TEXT EXCERPT:
★ ★ ★

Studio album by Manu Chao
- Released: 20 September 2024
- Length: 38:19
- Language: English; French; Portuguese; Spanish;
- Label: Because
- Producer: Manu Chao

Manu Chao chronology
| Baionarena (2008) | Viva Tu (2024) |  |

Singles from Viva Tu
- "Viva Tu" Released: 29 May 2024; "São Paulo Motoboy" Released: 26 June 2024; "Tu Te Vas" Released: 28 August 2024;

= Viva Tu =

Viva Tu is the fifth studio album by the French-Spanish singer Manu Chao, released on 20 September 2024 through Because Music. It was Chao's first studio release since 2007's La Radiolina seventeen years prior, as he opted to collaborate with other artists. Produced entirely by Chao, the album features guest appearances from Willie Nelson and Laeti.

== Background ==
After the release of his 2007 album La Radiolina, Manu Chao seemingly disappeared from the public eye, leading many to believe he had gone on hiatus. However, he hardly remained inactive at all. Instead, Chao chose to embrace a simpler, more introspective lifestyle. He traveled with a small group of friends, adopting a minimalist approach to life, focusing on the essentials and maintaining a "pure heart" free of pretension. He also collaborated with various artists, contributing to projects with Bomba Estéreo, Rumbakana, Chalart58, Carlangas, Dani Lança, and Calypso Rose, among others. It wasn't until Chao decided to release "Viva Tu" as a single on 29 May 2024, with no prior announcement, ultimately breaking the silence.

==Critical reception==
Viva Tu was met with widespread acclaim from music critics. At Metacritic, which assigns a normalized rating out of 100 to reviews from professional publications, the album received an average score of 81, based on 5 reviews.

★ ★ ★

Lines excerpted from a collection:
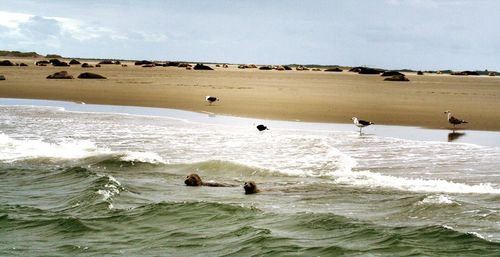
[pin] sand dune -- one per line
(286, 95)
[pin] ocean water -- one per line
(92, 180)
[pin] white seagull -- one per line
(211, 99)
(453, 120)
(361, 123)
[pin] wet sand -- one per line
(312, 96)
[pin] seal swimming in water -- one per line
(250, 188)
(195, 180)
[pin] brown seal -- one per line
(250, 188)
(195, 180)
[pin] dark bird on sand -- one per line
(453, 120)
(361, 123)
(211, 99)
(261, 127)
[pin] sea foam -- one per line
(12, 150)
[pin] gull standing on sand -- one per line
(261, 127)
(453, 120)
(361, 123)
(211, 99)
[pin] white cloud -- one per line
(22, 26)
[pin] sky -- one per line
(391, 34)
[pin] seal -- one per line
(250, 188)
(195, 180)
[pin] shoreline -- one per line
(476, 137)
(308, 96)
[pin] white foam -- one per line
(14, 149)
(476, 234)
(373, 179)
(110, 189)
(145, 157)
(436, 200)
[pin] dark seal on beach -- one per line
(200, 66)
(74, 62)
(397, 78)
(89, 75)
(195, 180)
(60, 75)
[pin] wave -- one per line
(39, 151)
(373, 179)
(211, 228)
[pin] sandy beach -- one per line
(313, 96)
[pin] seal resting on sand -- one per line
(250, 188)
(194, 180)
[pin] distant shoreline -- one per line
(310, 96)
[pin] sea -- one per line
(94, 180)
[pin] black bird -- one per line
(211, 99)
(361, 123)
(261, 127)
(453, 120)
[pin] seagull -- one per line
(211, 99)
(453, 120)
(261, 127)
(361, 123)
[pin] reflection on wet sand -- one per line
(452, 136)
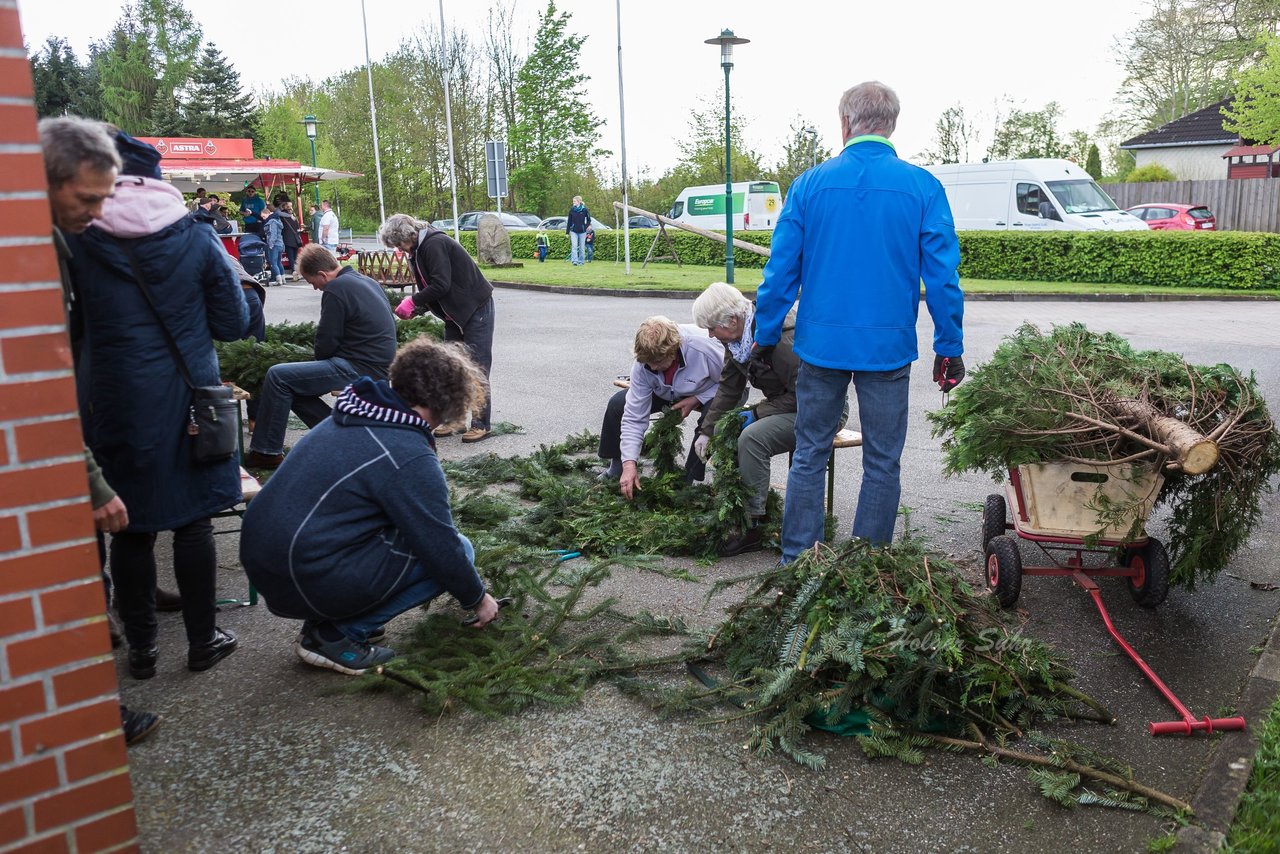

★ ★ ★

TASK REQUIREMENTS:
a. Return the portion of the article on the album Viva Tu that opens with the words containing "Viva Tu is the" and closes with "Nelson and Laeti.".
b. Summarize the article on the album Viva Tu in two sentences.
c. Extend the article on the album Viva Tu, picking up after its final sentence.
The lines are not needed for what comes next.

EXPECTED RESPONSES:
a.
Viva Tu is the fifth studio album by the French-Spanish singer Manu Chao, released on 20 September 2024 through Because Music. It was Chao's first studio release since 2007's La Radiolina seventeen years prior, as he opted to collaborate with other artists. Produced entirely by Chao, the album features guest appearances from Willie Nelson and Laeti.

b. Viva Tu is Manu Chao's fifth studio album, produced entirely by him and released on 20 September 2024 through Because Music, his first studio release since La Radiolina in 2007. In the years between, Chao embraced a simpler lifestyle and collaborated with other artists, and the album later drew widespread critical acclaim, averaging 81 on Metacritic from 5 reviews.

c.
The critical reception of Manu Chao's Viva Tu highlights both its strengths and its limitations. David Honigmann of the Financial Times notes that while the album is "a more original set than La Radiolina," it still suffers from the "recycling" of familiar ideas, suggesting a lack of newness compared to Chao's earlier works. Similarly, Mariano Prunes of AllMusic acknowledges that the album sticks to the same formula, but praises its "warm and engaging" songs that sound "positively inspired and refreshing," offering a welcome return for Chao. Luis Aguisvivas from PopMatters sees the album as an "art of feeling," highlighting the emotional depth of its "simplistic composition," which he feels is its strongest suit. Meanwhile, Jon Dolan of Rolling Stone offered a more mixed view, calling it "a satisfying continuation of his artistic journey," but noting that it lacks the same impact and excitement as Clandestino and Próxima Estación: Esperanza though "has a little more of a singer-songwriter quality than its predecessors."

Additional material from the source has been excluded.